** Opening Information provided block **
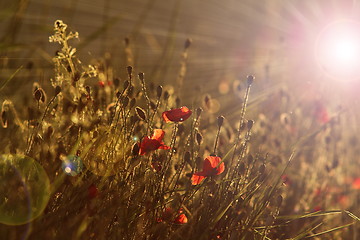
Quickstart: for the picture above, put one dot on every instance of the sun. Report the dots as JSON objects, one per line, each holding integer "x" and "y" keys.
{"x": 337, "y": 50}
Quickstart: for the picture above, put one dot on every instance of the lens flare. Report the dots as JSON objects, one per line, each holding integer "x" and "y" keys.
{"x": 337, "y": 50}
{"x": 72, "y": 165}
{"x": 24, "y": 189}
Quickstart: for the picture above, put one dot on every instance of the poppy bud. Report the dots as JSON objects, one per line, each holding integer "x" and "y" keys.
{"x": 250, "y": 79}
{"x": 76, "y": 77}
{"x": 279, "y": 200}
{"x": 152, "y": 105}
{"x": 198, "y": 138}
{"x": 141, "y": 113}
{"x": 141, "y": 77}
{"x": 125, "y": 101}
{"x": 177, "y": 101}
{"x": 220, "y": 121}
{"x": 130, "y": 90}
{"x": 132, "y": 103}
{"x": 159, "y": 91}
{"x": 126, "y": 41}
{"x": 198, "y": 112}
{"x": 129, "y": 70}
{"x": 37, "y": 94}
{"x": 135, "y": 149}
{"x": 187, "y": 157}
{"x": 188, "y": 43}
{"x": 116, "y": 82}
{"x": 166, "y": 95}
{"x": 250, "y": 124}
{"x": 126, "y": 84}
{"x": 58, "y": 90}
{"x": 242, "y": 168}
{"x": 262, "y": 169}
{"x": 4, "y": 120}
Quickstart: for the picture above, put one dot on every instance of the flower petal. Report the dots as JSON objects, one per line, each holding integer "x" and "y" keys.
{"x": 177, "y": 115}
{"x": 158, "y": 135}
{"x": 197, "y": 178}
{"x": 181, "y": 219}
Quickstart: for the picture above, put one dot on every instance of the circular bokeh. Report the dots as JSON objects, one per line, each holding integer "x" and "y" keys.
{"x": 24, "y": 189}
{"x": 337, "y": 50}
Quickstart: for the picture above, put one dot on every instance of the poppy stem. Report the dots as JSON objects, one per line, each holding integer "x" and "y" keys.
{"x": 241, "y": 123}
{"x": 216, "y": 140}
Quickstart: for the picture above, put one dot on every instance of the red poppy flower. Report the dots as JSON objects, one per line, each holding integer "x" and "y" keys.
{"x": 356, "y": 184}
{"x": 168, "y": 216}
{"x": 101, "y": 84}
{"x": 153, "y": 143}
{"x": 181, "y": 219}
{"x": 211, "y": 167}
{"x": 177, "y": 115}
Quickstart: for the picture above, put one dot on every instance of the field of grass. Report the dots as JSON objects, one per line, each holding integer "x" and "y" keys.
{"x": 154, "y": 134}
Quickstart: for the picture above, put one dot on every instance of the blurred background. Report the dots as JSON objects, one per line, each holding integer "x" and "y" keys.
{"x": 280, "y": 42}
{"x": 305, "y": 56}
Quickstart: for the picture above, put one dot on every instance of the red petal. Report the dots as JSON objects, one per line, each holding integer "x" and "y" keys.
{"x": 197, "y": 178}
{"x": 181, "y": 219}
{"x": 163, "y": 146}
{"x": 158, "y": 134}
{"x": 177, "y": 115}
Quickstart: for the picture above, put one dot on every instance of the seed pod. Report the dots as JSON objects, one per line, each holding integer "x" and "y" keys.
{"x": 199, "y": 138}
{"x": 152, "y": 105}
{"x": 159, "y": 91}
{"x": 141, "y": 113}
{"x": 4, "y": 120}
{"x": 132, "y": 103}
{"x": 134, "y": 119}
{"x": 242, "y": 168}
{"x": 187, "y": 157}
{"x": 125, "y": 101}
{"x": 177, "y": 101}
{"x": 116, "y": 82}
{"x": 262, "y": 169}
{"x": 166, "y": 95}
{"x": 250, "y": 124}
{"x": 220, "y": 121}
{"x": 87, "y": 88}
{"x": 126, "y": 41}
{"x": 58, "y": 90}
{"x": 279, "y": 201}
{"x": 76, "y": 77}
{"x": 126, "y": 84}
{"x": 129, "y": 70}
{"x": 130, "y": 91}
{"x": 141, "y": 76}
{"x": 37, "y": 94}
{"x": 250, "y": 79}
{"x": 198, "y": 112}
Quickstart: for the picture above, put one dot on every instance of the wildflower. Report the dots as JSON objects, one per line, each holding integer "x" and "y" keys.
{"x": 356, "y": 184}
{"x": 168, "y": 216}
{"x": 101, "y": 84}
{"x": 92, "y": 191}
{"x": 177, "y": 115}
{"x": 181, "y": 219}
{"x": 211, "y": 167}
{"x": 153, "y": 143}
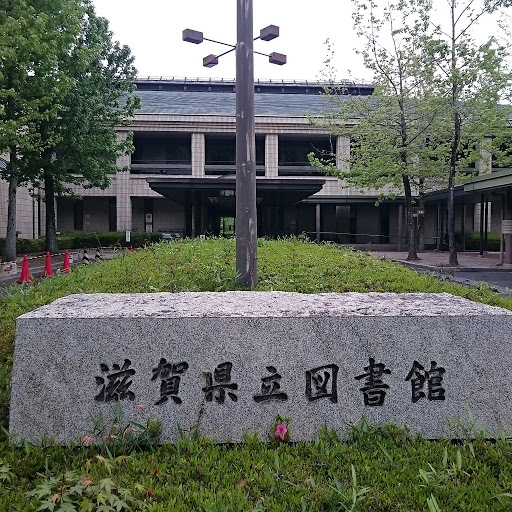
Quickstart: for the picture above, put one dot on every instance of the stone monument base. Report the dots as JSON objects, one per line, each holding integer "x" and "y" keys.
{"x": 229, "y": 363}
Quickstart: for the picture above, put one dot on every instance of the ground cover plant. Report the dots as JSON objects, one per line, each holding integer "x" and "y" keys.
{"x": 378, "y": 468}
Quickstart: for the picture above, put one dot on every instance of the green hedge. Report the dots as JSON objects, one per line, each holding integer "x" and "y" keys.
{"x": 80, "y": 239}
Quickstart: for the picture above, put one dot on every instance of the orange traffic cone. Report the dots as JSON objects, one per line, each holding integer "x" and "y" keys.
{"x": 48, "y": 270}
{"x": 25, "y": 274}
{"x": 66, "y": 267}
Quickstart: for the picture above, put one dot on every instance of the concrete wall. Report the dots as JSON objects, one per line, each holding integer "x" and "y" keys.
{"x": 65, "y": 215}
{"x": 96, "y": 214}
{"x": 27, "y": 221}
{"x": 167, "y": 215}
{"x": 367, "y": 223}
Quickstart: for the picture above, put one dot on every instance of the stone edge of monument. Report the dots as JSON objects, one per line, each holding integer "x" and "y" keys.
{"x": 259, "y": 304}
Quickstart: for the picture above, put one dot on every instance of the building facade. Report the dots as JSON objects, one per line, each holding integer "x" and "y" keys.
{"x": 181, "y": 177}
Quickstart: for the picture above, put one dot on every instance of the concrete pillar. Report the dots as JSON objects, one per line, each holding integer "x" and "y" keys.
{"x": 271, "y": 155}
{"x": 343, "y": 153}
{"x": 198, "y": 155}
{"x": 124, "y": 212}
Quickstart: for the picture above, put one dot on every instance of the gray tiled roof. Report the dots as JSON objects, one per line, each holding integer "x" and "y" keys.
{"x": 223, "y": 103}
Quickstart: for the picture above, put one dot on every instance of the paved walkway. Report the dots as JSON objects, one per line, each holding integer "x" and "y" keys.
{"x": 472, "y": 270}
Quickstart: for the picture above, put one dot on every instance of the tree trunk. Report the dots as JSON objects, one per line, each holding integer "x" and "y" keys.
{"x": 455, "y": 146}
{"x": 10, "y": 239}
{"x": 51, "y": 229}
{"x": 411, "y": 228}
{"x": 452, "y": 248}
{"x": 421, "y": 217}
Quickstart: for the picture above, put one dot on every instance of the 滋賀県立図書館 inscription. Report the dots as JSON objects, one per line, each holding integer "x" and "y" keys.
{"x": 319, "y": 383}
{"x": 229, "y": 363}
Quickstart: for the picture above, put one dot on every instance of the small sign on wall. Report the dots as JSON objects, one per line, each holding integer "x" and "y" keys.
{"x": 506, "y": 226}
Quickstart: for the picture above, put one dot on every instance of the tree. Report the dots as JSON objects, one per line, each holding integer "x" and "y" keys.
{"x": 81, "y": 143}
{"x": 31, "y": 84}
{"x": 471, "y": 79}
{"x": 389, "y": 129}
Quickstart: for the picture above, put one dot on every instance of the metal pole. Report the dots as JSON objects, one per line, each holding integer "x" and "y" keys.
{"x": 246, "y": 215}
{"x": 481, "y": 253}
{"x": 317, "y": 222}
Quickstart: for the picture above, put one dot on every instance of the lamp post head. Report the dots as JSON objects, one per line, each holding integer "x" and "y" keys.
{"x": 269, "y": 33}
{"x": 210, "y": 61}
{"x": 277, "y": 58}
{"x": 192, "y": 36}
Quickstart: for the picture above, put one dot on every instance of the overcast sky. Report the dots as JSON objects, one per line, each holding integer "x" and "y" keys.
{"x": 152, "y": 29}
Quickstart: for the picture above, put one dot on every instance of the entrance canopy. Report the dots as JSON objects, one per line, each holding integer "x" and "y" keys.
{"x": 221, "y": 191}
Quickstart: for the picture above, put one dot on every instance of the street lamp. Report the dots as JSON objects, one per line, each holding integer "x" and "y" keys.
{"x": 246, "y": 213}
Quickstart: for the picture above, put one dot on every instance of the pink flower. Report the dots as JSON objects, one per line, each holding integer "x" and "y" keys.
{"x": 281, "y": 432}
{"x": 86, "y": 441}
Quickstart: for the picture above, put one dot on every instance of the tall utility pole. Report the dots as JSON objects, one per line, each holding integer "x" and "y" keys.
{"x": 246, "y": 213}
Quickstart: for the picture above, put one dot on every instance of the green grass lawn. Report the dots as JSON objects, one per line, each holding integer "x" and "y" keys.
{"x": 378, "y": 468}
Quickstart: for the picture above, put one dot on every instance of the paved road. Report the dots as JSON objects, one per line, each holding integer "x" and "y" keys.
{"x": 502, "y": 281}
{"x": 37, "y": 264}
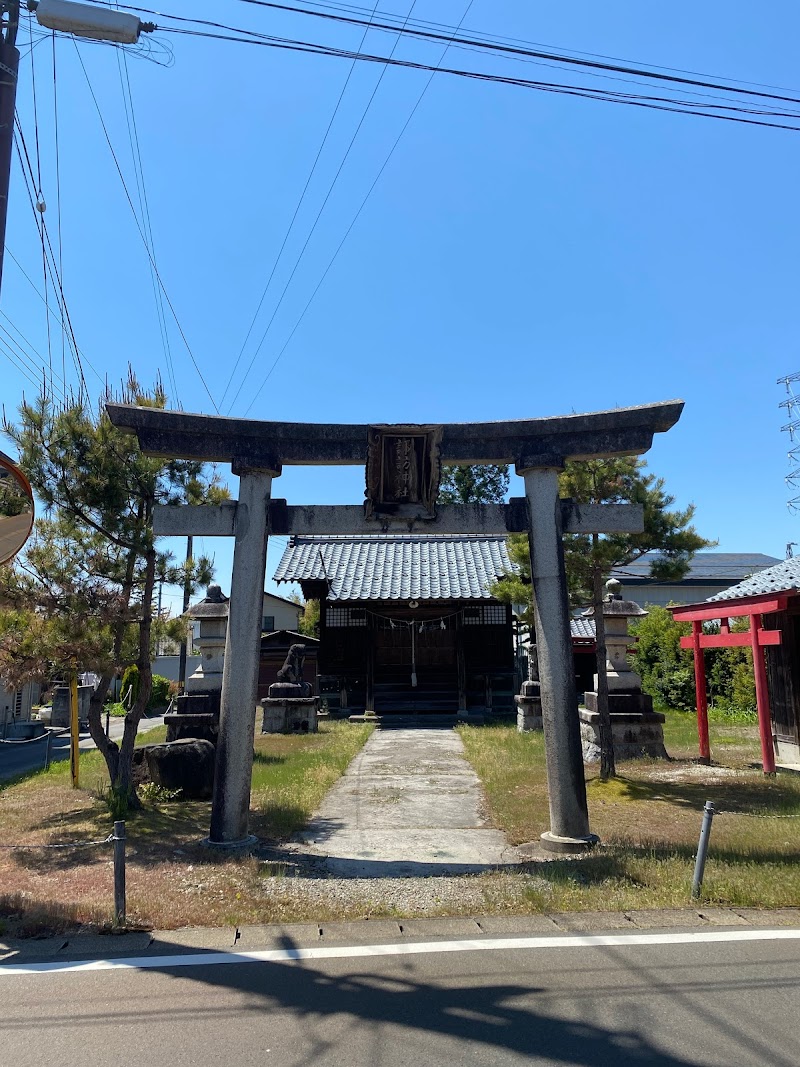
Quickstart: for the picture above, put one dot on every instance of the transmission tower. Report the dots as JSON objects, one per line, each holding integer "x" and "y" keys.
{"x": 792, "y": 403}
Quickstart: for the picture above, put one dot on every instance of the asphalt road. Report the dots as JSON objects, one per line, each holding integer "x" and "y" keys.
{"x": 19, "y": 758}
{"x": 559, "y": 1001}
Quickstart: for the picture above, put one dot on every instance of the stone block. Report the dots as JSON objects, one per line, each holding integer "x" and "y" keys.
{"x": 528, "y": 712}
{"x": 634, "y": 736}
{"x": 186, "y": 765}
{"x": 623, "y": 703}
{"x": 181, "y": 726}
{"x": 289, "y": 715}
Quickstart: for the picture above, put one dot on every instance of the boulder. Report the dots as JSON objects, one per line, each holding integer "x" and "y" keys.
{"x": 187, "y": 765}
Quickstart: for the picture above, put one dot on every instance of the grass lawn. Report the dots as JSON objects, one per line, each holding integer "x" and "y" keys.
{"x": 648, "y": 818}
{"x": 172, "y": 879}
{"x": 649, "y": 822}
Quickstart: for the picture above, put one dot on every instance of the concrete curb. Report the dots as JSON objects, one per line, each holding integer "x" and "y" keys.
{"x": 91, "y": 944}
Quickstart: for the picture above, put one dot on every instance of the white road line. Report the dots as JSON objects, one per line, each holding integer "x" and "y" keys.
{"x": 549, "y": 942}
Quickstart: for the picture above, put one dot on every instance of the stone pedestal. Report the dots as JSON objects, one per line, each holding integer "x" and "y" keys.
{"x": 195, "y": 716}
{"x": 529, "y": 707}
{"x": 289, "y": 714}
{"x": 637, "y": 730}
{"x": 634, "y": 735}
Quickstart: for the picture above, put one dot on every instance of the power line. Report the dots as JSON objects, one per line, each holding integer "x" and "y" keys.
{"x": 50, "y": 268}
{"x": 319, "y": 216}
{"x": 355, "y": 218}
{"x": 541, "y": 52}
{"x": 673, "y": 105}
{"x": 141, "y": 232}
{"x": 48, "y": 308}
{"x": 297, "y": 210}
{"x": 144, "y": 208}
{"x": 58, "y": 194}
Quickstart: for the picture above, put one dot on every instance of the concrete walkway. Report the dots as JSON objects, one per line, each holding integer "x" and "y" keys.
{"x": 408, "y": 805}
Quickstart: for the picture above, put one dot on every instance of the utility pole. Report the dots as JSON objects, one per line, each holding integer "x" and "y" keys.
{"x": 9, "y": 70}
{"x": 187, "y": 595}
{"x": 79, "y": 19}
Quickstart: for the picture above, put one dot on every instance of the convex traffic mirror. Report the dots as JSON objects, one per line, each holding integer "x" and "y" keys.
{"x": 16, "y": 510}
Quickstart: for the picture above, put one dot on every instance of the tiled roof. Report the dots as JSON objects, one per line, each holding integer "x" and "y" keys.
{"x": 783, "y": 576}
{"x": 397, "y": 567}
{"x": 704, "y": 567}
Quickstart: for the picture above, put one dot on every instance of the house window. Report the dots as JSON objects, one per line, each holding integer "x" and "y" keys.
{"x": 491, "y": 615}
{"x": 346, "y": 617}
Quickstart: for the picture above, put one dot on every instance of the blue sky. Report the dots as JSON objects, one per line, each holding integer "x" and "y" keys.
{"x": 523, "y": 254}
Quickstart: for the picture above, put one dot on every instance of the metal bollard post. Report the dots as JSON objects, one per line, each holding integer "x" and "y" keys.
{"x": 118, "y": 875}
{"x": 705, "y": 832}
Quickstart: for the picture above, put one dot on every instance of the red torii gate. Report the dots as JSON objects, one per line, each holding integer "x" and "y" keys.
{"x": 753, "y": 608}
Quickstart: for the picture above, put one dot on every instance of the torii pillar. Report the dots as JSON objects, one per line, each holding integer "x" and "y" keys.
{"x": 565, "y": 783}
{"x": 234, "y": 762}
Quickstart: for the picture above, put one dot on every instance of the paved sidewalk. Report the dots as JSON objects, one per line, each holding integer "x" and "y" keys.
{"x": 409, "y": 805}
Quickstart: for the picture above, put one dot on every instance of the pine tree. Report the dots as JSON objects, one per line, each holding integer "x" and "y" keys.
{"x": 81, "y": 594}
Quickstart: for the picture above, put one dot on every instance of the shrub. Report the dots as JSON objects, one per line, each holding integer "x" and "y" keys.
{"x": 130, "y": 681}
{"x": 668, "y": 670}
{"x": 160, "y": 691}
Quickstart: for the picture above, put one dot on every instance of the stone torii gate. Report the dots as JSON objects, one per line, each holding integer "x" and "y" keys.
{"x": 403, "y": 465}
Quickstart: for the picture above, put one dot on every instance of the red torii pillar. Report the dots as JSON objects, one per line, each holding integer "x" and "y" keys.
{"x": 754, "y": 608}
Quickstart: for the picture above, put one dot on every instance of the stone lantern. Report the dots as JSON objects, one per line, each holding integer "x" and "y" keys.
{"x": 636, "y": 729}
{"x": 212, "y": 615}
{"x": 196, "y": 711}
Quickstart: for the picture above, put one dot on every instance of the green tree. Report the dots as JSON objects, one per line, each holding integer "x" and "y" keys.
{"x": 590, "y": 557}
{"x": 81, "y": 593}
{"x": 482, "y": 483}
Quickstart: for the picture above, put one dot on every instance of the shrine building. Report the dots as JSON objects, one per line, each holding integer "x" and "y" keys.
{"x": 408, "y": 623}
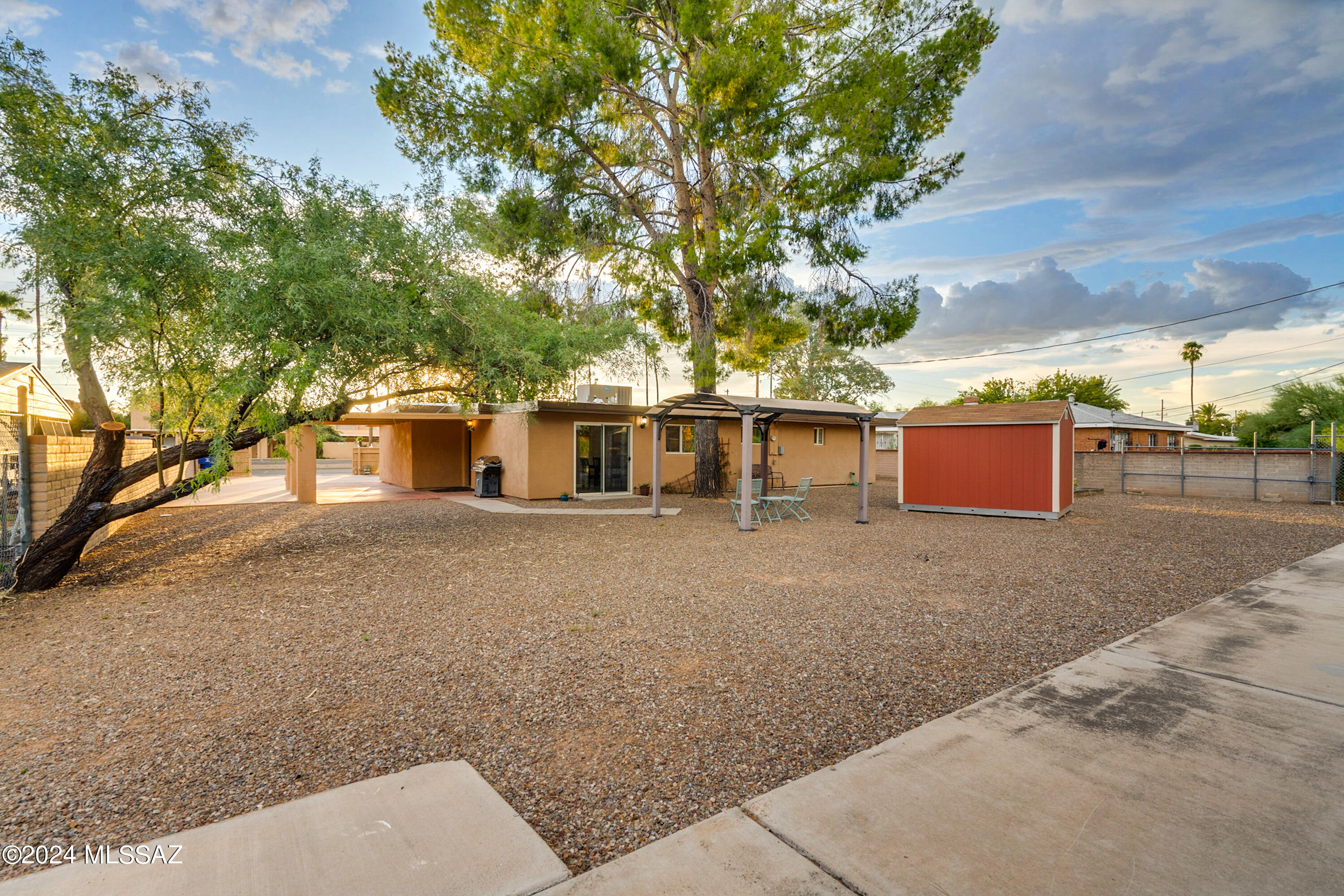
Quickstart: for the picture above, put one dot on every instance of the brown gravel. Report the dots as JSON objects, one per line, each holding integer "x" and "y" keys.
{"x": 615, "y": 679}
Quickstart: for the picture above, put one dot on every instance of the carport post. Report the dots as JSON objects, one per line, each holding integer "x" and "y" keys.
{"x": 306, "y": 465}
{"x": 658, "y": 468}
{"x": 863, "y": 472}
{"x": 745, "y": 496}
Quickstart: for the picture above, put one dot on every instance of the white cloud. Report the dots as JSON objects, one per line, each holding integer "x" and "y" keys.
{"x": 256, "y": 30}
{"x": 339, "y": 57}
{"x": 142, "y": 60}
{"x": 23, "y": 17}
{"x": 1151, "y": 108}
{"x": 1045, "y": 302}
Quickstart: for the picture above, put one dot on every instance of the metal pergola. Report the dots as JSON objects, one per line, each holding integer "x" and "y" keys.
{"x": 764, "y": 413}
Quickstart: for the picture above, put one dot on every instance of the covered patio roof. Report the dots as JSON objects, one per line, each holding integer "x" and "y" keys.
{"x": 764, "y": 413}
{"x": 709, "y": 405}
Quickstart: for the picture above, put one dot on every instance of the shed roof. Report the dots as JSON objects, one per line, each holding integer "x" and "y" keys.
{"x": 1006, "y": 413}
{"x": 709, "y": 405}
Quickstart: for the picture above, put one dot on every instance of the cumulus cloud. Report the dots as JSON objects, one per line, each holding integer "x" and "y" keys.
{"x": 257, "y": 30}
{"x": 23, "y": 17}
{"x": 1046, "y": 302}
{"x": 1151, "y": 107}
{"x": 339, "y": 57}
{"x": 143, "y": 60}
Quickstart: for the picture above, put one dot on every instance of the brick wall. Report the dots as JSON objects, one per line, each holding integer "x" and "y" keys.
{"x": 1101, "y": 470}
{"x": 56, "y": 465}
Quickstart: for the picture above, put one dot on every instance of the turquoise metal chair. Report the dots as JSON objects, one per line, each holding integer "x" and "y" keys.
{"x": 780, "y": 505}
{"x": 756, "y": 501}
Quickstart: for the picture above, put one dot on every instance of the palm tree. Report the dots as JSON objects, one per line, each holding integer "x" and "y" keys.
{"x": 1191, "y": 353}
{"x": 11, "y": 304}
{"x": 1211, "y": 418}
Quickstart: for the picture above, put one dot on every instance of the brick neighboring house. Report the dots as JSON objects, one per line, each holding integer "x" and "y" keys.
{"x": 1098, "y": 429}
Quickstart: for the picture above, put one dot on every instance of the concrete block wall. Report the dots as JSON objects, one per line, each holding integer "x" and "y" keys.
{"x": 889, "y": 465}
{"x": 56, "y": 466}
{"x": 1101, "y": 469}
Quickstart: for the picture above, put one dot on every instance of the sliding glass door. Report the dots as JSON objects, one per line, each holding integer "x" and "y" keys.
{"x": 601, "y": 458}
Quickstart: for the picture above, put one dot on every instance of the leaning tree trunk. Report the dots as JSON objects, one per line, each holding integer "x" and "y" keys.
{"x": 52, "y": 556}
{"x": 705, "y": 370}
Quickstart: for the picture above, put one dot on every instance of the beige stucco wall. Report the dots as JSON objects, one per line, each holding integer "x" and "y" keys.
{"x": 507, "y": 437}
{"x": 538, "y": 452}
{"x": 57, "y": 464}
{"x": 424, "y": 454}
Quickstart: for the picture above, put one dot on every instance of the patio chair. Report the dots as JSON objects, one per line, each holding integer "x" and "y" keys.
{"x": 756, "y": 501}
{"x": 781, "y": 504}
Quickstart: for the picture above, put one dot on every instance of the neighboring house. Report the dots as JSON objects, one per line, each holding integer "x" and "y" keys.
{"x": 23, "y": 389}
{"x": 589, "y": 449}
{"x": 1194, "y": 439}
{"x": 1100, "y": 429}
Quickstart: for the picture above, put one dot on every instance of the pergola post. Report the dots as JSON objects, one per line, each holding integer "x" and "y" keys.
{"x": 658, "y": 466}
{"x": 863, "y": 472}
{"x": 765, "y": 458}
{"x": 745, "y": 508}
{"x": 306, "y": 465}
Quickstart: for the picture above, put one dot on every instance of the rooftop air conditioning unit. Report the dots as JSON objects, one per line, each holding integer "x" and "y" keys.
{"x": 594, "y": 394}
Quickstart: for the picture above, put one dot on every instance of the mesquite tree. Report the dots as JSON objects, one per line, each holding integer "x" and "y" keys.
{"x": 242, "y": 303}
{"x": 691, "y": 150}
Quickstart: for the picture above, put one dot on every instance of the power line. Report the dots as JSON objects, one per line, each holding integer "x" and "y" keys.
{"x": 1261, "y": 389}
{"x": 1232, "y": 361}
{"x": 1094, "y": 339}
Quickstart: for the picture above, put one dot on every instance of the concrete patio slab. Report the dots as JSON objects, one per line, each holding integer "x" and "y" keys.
** Closing Information provided block **
(Exercise details):
The answer should be an exact copy of the lines from the one containing "of the rooftop" through the last line of the entries, both included.

(Response box):
Quickstart: for the picture above, put one dot on every instance of the rooftop air conditioning unit. Report the dots as JSON objects, one per line, each holding integer "x" and "y" keys.
{"x": 594, "y": 394}
Quickstart: for the picture above, put one dot on every instance of the mesquite tree. Report the dots as JSON objects, one per line, each holding integer "x" and "y" keys.
{"x": 242, "y": 303}
{"x": 691, "y": 150}
Quickstart: for the picture above, put one dot on every instance of the power line. Report the dots as JSON objects, one per line, each holding integer "x" and "y" keys.
{"x": 1261, "y": 389}
{"x": 1232, "y": 361}
{"x": 1094, "y": 339}
Quickstart: for the picture above, put one dot on every instance of the concrete patio slab. Report the dots as JSON objects, one per line, each holding integer "x" and "y" keys.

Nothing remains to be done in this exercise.